_Exercise prompt_. Without the pictures, give the entries below again exactly as written.

_Records for this exercise_.
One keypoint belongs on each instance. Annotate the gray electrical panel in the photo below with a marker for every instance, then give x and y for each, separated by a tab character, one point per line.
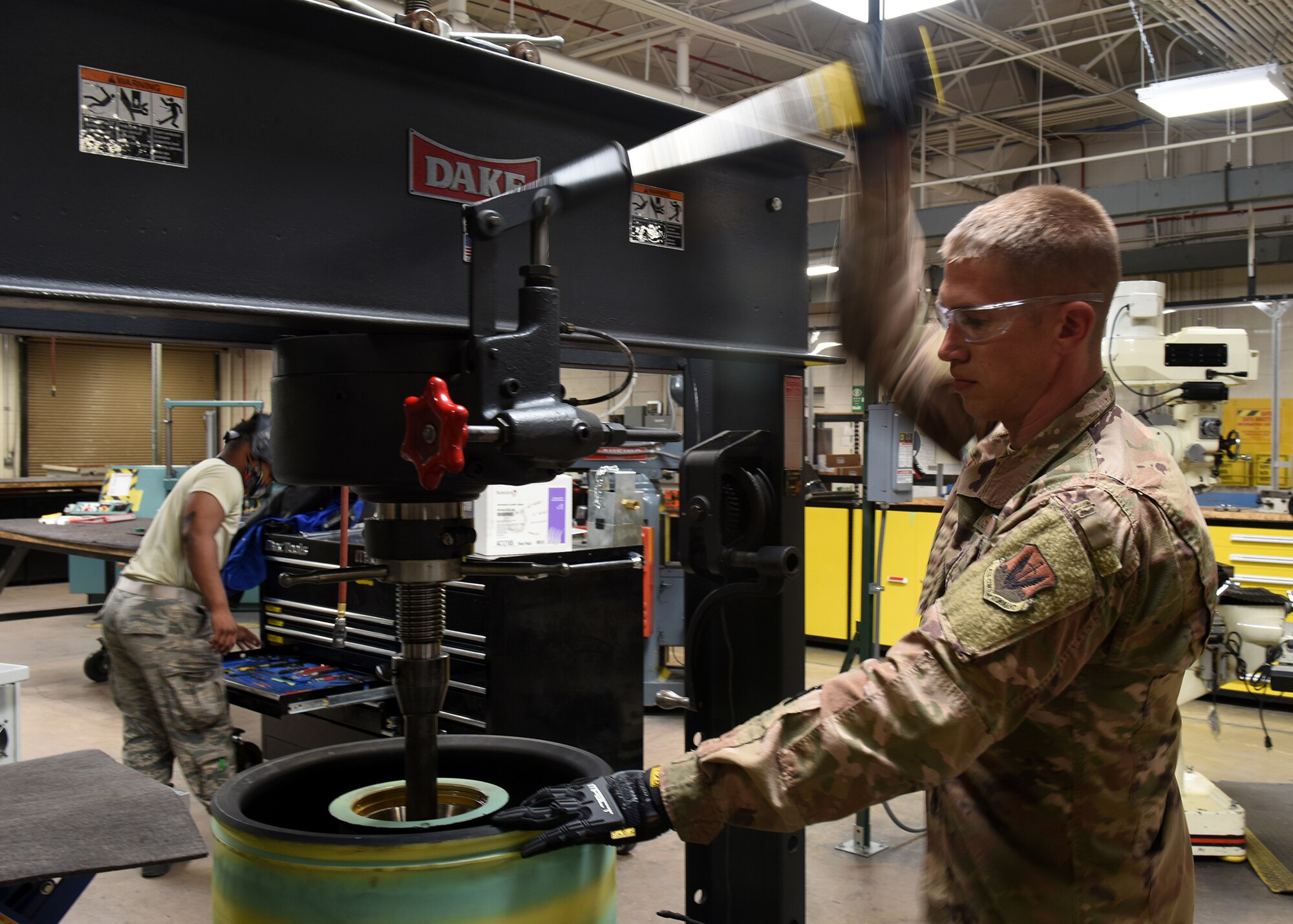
892	447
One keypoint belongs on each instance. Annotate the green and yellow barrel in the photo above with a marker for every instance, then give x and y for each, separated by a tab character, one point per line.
315	837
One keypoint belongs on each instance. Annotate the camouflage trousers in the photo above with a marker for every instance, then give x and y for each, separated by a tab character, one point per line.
167	682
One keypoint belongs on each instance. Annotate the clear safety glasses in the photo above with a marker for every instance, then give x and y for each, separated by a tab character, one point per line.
977	324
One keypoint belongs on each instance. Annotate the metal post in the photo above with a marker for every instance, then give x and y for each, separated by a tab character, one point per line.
864	636
756	659
156	365
1277	330
925	127
209	418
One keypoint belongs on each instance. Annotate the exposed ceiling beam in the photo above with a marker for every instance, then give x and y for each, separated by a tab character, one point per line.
603	48
981	121
1052	64
712	30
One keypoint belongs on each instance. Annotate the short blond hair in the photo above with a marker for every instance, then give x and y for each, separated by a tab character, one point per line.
1054	237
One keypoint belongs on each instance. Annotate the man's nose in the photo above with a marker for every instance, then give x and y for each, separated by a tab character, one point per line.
954	349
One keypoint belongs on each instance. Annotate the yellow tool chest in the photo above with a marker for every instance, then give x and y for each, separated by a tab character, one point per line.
1259	546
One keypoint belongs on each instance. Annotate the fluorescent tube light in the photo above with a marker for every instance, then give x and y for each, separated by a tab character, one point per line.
1215	92
890	10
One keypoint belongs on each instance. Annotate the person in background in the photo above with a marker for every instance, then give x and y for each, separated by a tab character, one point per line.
167	620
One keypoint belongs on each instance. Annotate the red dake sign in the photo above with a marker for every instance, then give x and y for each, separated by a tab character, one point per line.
442	173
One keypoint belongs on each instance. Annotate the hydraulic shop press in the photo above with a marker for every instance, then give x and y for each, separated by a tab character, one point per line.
418	467
316	204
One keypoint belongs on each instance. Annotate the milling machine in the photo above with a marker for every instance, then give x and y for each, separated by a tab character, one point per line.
1191	371
1251	642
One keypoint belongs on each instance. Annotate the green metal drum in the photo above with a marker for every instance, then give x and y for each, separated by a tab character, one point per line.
283	858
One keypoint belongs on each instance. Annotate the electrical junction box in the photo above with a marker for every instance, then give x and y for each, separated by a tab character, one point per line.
892	447
528	519
11	676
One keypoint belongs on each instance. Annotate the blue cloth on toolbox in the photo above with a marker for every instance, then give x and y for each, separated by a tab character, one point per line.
246	564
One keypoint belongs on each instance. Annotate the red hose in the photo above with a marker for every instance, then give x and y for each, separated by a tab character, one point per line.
346	549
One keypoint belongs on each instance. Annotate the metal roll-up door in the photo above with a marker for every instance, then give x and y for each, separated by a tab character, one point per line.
91	404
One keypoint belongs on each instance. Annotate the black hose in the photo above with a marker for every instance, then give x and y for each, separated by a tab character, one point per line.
906	827
624	349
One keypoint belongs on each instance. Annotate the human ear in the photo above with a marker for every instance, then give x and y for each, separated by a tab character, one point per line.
1076	325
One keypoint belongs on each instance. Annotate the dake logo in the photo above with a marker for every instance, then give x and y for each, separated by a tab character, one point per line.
442	173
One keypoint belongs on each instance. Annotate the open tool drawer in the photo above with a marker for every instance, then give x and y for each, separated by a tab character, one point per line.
285	683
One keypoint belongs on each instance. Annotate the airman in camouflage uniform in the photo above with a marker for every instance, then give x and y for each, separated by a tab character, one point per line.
1067	592
1069	589
167	681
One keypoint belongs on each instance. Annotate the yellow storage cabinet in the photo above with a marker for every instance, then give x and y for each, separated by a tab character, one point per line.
908	539
832	581
829	574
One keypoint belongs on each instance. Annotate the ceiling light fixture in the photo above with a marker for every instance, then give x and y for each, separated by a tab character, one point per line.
1215	92
890	10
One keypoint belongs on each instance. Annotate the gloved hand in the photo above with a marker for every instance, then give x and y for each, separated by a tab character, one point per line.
624	808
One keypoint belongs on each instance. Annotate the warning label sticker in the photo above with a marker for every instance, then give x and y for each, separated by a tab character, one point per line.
134	118
906	458
656	217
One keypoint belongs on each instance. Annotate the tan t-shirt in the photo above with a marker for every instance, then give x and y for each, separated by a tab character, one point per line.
161	557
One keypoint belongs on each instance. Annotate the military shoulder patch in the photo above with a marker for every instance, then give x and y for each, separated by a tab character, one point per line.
1012	583
1039	571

_Response to this task_.
One keypoint belongs on each instance. Annotate the gray electrical panel in the photo below with a marker for every instance, then give x and y for each, separated by a tab character, one point per line.
892	447
One keypoint belongs on each instance. Annotate the green and yellow barrel in the photo above with a marker for every instance, then give x and y for each, separated by a tab character, one point per line.
315	837
One keypoint belongs on each instance. Annotate the camouflage trousers in the photo above with a marker for every instance, then give x and y for each, separated by a tab character, one point per line.
167	682
One keypoint belongs on each instance. Annotate the clear safety glasses in the photo above with a marker for every instance, then give x and y for each, separated by a tab character, one point per line.
977	324
One keypoint belongs on each instance. Annotate the metal post in the photo above with a marker for every instance, then give x and y for each, separated by a tab character, one point per line.
864	636
756	659
156	365
1277	330
925	127
209	418
One keypoint belongs on each instance. Annotate the exposed ceiling beam in the photo above with a marker for every instance, then give x and y for each, separated by a tab character, one point per line.
603	48
981	121
1052	64
712	30
One keypoint belongs on each instance. Annotate the short blond hair in the photo above with a marker for every instance, then give x and y for each, separated by a tab character, one point per line.
1054	237
One keypoint belongs on each instance. Annotate the man's nose in the photo above with a marker for every instance, then give x and y for each, separated by a tab character, one point per line.
954	349
One keypoint belongs on each instance. Annotate the yellow tool chest in the photo above with a marker for every instance, then give x and y for each, separated by a tab character, one point per line.
1259	546
One keypoint belongs on each instance. Annotate the fluorescent tube light in the photo above with a marker for every instance, then give x and y for each, separated by a tab character, one point per line.
1215	92
890	10
One keypoint belongs on each instance. Annotate the person in background in the photo above with a marker for every instance, then give x and y for each, separated by a tab character, one point per line.
167	620
One keypoint belongs on each instance. Annotate the red dake sign in the photo above with a marker for every instance, then give x and y for each, separated by a tab character, one point per line.
442	173
One keypoint belongs on each instance. Annotate the hydraulic shop press in the photo above with a marker for every instance, then give x and y for each, separated by a tab character, one point per line.
418	467
316	204
One keypoint belongs on each instance. Annotate the milling machine in the photo above with a marker for every instance, then give x and y for each, separated by a tab character, one point per line.
1191	371
1251	642
One keypoint belongs on each instance. Annotate the green metal drum in the photo above with a marker for every instance, then give x and y for each, separated by a tab character, one point per line.
283	858
One keypoint belongs on each instance. Annotate the electrical junction box in the photo above with a marker for every instance, then give x and y for each, separated by a tab character, one point per line.
892	447
528	519
11	676
One keypoint belongs on each instance. Annotate the blue cloth on toolbox in the photo above with a marker for every instance, then give x and y for each, separated by a tab character, one point per line.
246	564
One keypoint belongs on each instance. Annotate the red hose in the photo above with a marker for every instance, then give x and y for each, separated by a tab character, one point per line.
346	549
One keypoint belongs on each instance. Annotate the metal roll-up door in the photo above with a marker for every instance, then give x and y for each, separated by a tab character, one point per line.
91	404
One keypoint belongs on each instance. Annotate the black hose in the photo above with a marker for every instance, then give x and y for each, separated by a tab character, one point per line.
906	827
624	349
One keypoint belongs on each instance. Annotate the human ear in the photo above with a marker for every instance, then give x and y for each, separated by a tab character, one point per line.
1076	325
One keypoint belongs on each instance. Annotate the dake logo in the photo above with a marker for every instance, then give x and y for each, separated by a tab character, one point per line.
442	173
One keypoint belongs on each instance. Annotate the open tool drawer in the photo above with a marker for every instance, then give x and y for each, separated by a tab character, one point per line.
285	683
One keypoint belongs on each instance. Annotate the airman in camouflage uniform in the photo above with a marker for every instance, then give x and y for each, separated by a tab character, one point per line.
1067	592
1069	589
167	681
One keypoint belongs on each instance. Annotate the yellow storage cabinet in the photo above with a marker for every instance, then give x and y for each, separated by a tab character, one point per line.
908	539
832	581
829	574
One keypoint belongs on each instance. Annotate the ceiling light fixture in the photo above with a marker for every instance, then give x and y for each, separated by a tab character, one point per line.
1215	92
890	10
One keypoint belongs on each instance. Annotate the gloved hand in the photo above with a marker for every instance, then give x and y for each, separated by a tab character, one point per line.
624	808
One keypoint belongs on each instance. Annotate the warning label sticker in the photo above with a marker for every instance, then give x and y for each, separated by a tab character, one point per line.
134	118
906	458
656	217
One keypoint belongs on each instance. Annotate the tan t-shirt in the photo above with a marker for every instance, then give x and y for each, separated by a tab character, one point per line.
161	557
One keypoint belongs on each instance. Annotate the military shoulder patch in the photo above with a marker for every instance, then give x and y for each, separated by a tab character, one point per line.
1012	583
1039	571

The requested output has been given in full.